### PROBLEMAS A RESOLVER
**a.** Reescreva o trecho do texto sobre as idosas do São Vicente de Paulo que começa pelas palavras "A primeira regra" e termina em "aqui desde quando?", trocando "asilo" por "lar de idosos".
**b.** Dê continuidade ao texto sobre as idosas do São Vicente de Paulo, a partir da última frase apresentada.

Escolhidas ao acaso ou pelo destino, guiadas pelas mãos acolhedoras de pessoas como Irmã Alzira Zardo, as mulheres que serão apresentadas na sequência são parte de uma realidade muito menos otimista do que se gostaria de encontrar. Aqui, onde o tempo custa a passar, as conversas são arrastadas e lentas, o futuro é o café-da-manhã, almoço e o jantar, e o sonho mais ambicioso é uma visita sem previsão de fim.
A primeira regra que todas aprendem é a da perda da privacidade. Coisa que não foi bem assimilada pela nossa primeira entrevistada. Eva, como na Bíblia. Eva Nunes. Cento e um anos, boa parte deles passados em uma cadeira, no corredor do São Vicente de Paulo. O dia em que nasceu já não lembra. Trazida por uma filha ao asilo, não gosta do aglomero das mulheres na sala principal. Prefere mesmo a solitude. No jardim, não passeia. “Faz mal para as vistas”, diz ela. Ouve pouco, fala menos ainda. As suas palavras não são compreensíveis aos meros mortais, mas ela tenta. Até que é indagada sobre a Páscoa. Longa pausa. Gestos fechados, a boca de poucos dentes se cerra de vez, silêncio total.

Eva Nunes,
101 anos

“Maria Lorena Müller, mas meu pai era Guerreiro”, falando sobre o nome de solteira.
- A senhora está aqui desde quando?
- Doze de junho...
- Doze de junho...?
- De 95.

### TRECHOS DE DADOS

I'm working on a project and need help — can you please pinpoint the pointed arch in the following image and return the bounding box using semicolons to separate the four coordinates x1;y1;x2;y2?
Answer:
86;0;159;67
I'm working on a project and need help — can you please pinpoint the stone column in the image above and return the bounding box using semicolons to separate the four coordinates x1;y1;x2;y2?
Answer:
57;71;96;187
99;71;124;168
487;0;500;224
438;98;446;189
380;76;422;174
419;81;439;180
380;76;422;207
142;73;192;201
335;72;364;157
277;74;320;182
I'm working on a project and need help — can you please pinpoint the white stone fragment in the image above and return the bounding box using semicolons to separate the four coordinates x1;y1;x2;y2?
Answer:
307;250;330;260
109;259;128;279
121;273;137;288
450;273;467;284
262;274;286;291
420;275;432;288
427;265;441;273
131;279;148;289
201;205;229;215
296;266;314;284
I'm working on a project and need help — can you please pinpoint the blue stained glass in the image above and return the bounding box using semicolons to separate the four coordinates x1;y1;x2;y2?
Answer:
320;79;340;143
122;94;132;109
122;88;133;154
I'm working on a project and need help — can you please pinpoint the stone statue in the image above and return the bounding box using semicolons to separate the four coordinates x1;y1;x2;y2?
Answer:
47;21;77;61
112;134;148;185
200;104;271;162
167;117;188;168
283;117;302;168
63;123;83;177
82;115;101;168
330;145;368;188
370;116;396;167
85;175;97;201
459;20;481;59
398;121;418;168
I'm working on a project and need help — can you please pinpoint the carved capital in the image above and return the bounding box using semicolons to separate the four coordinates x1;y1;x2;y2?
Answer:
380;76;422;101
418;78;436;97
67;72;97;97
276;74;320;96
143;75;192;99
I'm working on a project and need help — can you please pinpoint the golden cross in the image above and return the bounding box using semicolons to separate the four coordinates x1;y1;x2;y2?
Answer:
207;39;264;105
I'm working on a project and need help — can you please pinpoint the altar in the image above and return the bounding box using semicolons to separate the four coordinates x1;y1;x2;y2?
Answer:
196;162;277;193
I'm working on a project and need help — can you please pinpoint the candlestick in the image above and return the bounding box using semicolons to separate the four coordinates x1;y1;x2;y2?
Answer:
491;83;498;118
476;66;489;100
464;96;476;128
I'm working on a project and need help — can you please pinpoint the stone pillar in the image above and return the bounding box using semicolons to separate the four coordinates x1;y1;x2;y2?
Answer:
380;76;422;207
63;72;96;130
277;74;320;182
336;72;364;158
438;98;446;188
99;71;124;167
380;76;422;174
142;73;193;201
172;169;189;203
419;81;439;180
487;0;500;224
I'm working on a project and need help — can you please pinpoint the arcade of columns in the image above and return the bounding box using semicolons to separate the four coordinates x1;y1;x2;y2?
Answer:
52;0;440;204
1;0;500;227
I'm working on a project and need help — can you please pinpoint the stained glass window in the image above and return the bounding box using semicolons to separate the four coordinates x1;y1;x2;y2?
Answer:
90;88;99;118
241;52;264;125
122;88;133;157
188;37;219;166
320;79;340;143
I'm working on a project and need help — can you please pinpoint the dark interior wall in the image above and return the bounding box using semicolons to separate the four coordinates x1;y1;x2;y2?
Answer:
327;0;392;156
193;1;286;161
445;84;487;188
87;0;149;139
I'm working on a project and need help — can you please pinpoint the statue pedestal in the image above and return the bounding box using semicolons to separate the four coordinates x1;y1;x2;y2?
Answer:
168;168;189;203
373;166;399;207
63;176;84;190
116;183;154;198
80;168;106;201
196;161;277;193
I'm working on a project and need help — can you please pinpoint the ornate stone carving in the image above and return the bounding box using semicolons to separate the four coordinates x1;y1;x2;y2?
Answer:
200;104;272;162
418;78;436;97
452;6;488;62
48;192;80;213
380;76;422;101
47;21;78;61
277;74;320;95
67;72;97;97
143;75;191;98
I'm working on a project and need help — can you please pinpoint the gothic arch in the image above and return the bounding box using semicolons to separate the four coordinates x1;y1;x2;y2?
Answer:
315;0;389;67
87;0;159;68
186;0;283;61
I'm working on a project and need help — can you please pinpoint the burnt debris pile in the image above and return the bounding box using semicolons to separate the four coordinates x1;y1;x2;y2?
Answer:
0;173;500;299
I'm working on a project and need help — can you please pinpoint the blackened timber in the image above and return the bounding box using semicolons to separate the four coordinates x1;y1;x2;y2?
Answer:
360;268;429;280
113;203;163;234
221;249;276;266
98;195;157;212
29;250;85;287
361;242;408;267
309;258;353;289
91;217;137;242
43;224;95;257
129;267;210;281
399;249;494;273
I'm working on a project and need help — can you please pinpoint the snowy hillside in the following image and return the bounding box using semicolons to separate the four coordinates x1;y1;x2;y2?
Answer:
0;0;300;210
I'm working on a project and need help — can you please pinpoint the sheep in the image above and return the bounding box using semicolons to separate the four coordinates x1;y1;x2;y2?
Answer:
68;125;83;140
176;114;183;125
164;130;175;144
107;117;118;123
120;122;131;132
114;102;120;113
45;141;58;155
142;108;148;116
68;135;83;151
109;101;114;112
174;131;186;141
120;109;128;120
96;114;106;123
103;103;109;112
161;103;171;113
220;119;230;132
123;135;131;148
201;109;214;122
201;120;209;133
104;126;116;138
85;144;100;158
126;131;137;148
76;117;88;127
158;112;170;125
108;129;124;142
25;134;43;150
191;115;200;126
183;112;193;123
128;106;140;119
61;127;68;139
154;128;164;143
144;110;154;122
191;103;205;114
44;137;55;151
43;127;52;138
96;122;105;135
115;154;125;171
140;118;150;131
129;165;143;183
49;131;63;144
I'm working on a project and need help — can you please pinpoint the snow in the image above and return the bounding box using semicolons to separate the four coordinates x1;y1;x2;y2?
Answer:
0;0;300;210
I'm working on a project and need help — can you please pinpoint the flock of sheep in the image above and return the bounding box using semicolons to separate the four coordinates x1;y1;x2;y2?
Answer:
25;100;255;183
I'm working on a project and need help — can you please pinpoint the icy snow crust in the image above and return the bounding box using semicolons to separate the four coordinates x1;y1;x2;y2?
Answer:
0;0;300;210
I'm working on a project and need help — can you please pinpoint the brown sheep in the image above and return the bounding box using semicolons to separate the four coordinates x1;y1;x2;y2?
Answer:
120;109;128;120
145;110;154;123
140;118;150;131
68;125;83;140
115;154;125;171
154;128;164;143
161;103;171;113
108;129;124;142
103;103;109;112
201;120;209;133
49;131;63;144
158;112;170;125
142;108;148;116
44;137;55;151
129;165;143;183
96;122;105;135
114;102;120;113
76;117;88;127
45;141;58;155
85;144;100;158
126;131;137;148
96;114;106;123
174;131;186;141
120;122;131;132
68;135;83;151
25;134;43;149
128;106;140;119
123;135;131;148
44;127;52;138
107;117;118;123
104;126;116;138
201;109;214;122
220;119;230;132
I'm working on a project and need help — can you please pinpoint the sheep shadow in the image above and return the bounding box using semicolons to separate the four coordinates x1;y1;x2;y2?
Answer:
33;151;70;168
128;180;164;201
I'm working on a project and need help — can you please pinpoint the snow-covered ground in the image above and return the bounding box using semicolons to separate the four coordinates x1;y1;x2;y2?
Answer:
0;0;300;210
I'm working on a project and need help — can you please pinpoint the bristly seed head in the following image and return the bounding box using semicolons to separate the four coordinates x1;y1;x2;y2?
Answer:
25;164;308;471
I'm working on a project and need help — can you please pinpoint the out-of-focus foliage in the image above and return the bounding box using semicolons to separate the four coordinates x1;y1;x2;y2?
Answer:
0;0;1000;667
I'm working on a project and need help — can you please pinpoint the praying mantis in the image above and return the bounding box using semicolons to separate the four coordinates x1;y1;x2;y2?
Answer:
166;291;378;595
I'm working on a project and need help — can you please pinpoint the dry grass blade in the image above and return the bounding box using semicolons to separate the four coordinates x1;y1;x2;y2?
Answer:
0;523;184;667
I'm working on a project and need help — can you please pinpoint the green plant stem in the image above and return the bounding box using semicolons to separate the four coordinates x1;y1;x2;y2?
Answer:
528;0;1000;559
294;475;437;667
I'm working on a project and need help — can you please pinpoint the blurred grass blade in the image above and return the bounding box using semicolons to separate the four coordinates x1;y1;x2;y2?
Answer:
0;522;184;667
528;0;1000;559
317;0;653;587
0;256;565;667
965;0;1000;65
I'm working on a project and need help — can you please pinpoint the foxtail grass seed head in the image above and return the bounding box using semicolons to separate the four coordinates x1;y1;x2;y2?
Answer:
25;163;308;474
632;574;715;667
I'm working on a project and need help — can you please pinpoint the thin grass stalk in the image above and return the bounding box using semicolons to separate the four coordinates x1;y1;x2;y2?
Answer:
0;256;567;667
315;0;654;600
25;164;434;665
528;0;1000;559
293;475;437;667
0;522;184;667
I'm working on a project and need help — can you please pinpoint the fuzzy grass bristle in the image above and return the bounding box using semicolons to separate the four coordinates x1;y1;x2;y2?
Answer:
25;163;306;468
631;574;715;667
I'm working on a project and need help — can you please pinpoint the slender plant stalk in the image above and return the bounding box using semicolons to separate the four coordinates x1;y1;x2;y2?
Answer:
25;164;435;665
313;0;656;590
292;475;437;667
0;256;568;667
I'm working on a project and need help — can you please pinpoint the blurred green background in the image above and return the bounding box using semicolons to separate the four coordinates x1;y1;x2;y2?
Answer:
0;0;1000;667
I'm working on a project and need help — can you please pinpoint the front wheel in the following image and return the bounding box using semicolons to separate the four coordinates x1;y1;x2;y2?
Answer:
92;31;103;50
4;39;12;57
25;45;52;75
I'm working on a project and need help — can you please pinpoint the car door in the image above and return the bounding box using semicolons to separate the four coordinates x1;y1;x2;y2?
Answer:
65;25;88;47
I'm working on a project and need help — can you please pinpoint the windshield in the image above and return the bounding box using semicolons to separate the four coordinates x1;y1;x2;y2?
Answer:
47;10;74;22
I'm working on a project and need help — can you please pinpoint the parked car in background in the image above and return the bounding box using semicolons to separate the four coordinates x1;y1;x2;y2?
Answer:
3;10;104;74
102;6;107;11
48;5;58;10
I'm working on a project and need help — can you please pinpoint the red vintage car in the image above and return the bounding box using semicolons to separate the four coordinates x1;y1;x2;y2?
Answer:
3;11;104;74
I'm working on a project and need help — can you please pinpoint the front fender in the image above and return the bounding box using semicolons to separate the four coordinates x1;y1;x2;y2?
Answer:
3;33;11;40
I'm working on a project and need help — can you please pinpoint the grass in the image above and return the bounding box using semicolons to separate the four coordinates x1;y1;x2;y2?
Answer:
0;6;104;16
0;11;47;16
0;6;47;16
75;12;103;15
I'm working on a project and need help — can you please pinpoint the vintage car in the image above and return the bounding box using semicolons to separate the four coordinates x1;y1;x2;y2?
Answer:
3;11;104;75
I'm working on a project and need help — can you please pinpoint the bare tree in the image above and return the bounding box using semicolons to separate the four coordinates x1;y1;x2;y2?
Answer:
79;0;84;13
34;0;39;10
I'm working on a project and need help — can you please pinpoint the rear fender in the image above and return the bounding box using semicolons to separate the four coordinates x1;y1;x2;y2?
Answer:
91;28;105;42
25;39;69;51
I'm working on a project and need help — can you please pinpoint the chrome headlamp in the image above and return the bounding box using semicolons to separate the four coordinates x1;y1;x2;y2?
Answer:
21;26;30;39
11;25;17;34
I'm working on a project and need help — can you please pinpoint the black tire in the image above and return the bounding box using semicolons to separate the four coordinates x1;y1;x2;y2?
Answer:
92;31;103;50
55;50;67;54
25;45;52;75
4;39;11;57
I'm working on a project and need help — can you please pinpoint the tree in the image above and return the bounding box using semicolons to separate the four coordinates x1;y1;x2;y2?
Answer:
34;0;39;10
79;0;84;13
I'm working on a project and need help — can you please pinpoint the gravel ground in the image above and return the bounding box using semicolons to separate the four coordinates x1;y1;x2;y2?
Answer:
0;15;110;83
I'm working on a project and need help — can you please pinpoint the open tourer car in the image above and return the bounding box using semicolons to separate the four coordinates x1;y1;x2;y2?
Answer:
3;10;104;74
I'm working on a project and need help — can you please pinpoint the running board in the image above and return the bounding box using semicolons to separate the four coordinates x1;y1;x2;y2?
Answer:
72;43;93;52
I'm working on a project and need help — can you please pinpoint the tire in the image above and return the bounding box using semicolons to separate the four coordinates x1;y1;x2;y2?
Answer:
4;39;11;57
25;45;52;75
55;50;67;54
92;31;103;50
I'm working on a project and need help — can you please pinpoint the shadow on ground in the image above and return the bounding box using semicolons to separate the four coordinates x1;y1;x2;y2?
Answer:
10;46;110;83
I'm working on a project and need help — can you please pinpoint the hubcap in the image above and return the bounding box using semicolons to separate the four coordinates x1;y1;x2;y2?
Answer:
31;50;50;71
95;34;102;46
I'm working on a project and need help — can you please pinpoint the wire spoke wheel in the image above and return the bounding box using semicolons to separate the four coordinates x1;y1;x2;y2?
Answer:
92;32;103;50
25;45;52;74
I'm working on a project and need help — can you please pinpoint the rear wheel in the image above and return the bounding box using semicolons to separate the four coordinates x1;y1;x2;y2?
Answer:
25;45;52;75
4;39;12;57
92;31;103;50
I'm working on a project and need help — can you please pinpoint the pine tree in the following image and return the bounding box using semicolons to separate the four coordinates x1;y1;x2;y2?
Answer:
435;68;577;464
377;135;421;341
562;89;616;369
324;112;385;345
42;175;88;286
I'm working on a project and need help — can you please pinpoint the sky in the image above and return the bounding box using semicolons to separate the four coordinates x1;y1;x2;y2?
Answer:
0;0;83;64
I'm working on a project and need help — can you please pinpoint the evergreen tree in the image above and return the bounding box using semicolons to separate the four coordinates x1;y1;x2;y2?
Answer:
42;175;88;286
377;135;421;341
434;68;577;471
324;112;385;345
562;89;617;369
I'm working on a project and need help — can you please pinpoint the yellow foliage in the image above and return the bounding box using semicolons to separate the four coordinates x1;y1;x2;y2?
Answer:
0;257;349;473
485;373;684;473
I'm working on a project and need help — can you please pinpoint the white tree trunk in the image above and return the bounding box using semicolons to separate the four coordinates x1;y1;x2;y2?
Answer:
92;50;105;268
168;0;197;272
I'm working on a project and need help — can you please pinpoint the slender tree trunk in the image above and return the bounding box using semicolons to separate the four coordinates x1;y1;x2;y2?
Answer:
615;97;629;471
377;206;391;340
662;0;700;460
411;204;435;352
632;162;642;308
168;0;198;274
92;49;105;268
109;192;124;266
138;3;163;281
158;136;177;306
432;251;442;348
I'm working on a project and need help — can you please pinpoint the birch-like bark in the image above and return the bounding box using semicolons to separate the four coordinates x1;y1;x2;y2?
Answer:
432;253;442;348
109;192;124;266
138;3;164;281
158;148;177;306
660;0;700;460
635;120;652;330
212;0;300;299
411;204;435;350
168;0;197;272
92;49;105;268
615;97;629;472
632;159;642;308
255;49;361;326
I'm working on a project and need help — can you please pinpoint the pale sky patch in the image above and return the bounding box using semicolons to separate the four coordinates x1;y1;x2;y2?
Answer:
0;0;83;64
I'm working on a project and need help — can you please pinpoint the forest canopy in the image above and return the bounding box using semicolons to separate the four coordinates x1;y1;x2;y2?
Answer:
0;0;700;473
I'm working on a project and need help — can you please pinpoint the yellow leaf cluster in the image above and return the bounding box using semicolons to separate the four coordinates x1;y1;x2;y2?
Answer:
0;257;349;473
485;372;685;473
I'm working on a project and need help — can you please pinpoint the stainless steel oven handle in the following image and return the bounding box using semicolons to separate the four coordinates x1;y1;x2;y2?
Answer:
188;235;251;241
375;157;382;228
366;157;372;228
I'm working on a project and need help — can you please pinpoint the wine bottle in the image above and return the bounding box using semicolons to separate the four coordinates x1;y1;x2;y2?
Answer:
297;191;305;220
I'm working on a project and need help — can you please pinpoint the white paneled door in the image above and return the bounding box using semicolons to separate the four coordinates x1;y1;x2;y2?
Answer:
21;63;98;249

### RESPOSTAS DOS EXERCÍCIOS
**a.**
A primeira regra que todas aprendem é a da perda da privacidade. Coisa que não foi bem assimilada pela nossa primeira entrevistada. Eva, como na Bíblia. Eva Nunes. Cento e um anos, boa parte deles passados em uma cadeira, no corredor do São Vicente de Paulo. O dia em que nasceu já não lembra. Trazida por uma filha ao lar de idosos, não gosta do aglomero das mulheres na sala principal. Prefere mesmo a solitude. No jardim, não passeia. “Faz mal para as vistas”, diz ela. Ouve pouco, fala menos ainda. As suas palavras não são compreensíveis aos meros mortais, mas ela tenta. Até que é indagada sobre a Páscoa. Longa pausa. Gestos fechados, a boca de poucos dentes se cerra de vez, silêncio total.

Eva Nunes,
101 anos

“Maria Lorena Müller, mas meu pai era Guerreiro”, falando sobre o nome de solteira.
- A senhora está aqui desde quando?

**b.**
Aos 81 anos (“só 81”, diz, provocando risadas nas colegas), Maria Lorena conta que passa o tempo dormindo e comendo. “Mais nada”, lança, apertando os olhos afetados pela miopia.
- O que significa a Páscoa para a senhora?
- Olha, nem sei explicar nada pra ti hoje. Porque, eu não sei, fiquei tão atrasada depois que eu tive uma crise de nervos... Eu fiquei “esquecida das coisas”, eu estou por estar. Mas eu rezo muito, principalmente de noite, de dia não. Mas eu não acredito em certas coisas. Só acredito em Deus.
- E na Páscoa?
- Tanto faz. Quando a gente é nova, as páscoas são bem diferentes. Depois dos 60, aí terminou. Quando os anos pesam nas costas, na cabeça, a gente muda, se sente diferente.
Há quase dois anos sem receber visitas, Maria Lorena não tem filhos. Perdeu dois no nascimento. O marido faleceu, a casa e a família não existem mais.
- Só estou eu aqui na Terra.

Maria Lorena Müller,
“Só 81”

Dona Cecília Peres vagava pelo longo corredor do asilo. Por que? Não soube dizer, tampouco sabia a sua idade. Há muitos anos lá, Cecília diz receber visitas de uma filha, a única ainda viva. “Tinha duas, mas uma faleceu. O que se pode fazer?” Da Páscoa, espera um “ninhozinho”. “Um ninho com doces, trazido pelo coelhinho”.
- Tinha ninho antigamente na Páscoa?
- Tinha, tinha ninho.
O marido ainda vive, mas não ela acha que ele não sabe que ela está no asilo. Não vai visitá-la. “Eu estou escondida”, afirma.

Cecília Peres,
Não sabe quantos anos tem

Sebastiana Marcondes, na cadeira de rodas, enquanto tomava a sopa dada pela Irmã Alzira, servida pouco antes do chá com bolachas, nada quis falar da Páscoa. O assunto preferido dela é Paulinho Vargas, que criou desde os dois anos. Agora um homenzarrão, granjeiro, que sempre leva medicamentos à ela quando precisa. A sua idade? Noventa e dois, ditos com orgulho na entonação.
- Está chegando a Páscoa...
- Ah, é...
- O que a senhora acha da Páscoa?
- Bonito!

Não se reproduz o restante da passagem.